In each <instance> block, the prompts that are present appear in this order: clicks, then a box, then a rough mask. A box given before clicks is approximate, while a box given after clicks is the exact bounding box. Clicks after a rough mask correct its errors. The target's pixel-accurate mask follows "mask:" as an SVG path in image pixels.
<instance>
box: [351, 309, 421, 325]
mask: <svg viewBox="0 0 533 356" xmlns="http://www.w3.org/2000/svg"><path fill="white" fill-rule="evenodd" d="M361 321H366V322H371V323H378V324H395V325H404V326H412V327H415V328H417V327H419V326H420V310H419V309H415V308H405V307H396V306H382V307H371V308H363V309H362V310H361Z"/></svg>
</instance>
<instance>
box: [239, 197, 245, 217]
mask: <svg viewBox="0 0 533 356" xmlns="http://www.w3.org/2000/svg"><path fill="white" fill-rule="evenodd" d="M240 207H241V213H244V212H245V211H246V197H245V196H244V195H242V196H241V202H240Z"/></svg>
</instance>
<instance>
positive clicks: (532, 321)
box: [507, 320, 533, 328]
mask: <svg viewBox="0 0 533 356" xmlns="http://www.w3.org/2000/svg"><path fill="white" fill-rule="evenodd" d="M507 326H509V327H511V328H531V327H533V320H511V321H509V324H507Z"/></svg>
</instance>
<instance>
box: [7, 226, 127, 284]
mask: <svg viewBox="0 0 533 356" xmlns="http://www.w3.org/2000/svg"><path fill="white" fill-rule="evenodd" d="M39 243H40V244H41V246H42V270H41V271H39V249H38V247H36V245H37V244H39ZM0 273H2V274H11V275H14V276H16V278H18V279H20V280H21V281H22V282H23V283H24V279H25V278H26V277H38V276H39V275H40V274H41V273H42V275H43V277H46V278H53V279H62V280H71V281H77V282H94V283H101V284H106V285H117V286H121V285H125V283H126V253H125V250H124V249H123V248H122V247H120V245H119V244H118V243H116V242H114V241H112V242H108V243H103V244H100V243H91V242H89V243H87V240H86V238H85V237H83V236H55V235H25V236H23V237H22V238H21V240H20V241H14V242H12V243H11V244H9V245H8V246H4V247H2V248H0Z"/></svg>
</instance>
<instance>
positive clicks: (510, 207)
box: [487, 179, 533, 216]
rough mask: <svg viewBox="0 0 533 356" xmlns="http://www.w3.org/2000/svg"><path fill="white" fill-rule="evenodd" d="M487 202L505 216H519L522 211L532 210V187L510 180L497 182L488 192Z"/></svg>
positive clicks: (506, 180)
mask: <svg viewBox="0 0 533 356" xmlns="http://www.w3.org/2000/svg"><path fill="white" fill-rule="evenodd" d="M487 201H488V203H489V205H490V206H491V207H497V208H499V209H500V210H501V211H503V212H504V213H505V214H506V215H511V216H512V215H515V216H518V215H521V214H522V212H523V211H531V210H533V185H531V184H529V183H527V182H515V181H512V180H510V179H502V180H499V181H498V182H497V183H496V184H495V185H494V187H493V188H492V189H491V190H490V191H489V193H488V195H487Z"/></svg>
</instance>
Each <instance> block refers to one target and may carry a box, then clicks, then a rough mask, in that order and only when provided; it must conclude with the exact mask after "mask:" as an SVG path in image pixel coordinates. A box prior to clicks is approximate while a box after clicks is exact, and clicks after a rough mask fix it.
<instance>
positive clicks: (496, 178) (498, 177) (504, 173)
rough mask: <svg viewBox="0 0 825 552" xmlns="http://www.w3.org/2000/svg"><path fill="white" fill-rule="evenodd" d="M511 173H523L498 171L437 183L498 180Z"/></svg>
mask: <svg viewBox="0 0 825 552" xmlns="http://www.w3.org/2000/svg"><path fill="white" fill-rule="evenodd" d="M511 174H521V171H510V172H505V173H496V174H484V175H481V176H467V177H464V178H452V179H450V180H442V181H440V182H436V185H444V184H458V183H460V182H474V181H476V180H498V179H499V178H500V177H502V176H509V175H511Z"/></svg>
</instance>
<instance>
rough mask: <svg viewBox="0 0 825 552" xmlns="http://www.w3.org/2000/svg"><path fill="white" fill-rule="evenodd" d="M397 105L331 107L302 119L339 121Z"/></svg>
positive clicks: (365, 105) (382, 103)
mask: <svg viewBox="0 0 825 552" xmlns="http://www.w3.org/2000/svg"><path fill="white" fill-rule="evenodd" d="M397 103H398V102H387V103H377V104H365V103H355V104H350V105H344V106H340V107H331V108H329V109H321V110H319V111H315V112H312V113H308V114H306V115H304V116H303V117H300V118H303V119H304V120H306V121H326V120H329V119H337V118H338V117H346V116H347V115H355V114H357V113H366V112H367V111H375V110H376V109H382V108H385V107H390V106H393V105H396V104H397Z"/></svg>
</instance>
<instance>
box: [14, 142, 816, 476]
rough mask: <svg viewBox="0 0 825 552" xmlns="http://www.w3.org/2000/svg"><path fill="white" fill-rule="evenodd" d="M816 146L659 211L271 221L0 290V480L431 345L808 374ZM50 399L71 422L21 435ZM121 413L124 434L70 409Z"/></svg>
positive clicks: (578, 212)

## [What is being asked]
Quote the listing above, but only from the line that shows "positive clicks: (496, 178)" through the line that shows "105L331 107L302 119L339".

## [Solution]
positive clicks: (496, 178) (498, 177) (504, 173)
rough mask: <svg viewBox="0 0 825 552" xmlns="http://www.w3.org/2000/svg"><path fill="white" fill-rule="evenodd" d="M511 173H523L498 171L437 183L498 180Z"/></svg>
mask: <svg viewBox="0 0 825 552" xmlns="http://www.w3.org/2000/svg"><path fill="white" fill-rule="evenodd" d="M511 174H521V171H510V172H505V173H496V174H484V175H481V176H467V177H464V178H452V179H450V180H442V181H440V182H436V185H444V184H458V183H460V182H474V181H476V180H498V179H499V178H500V177H502V176H509V175H511Z"/></svg>
</instance>
<instance>
rough mask: <svg viewBox="0 0 825 552" xmlns="http://www.w3.org/2000/svg"><path fill="white" fill-rule="evenodd" d="M397 105L331 107L302 119L339 121Z"/></svg>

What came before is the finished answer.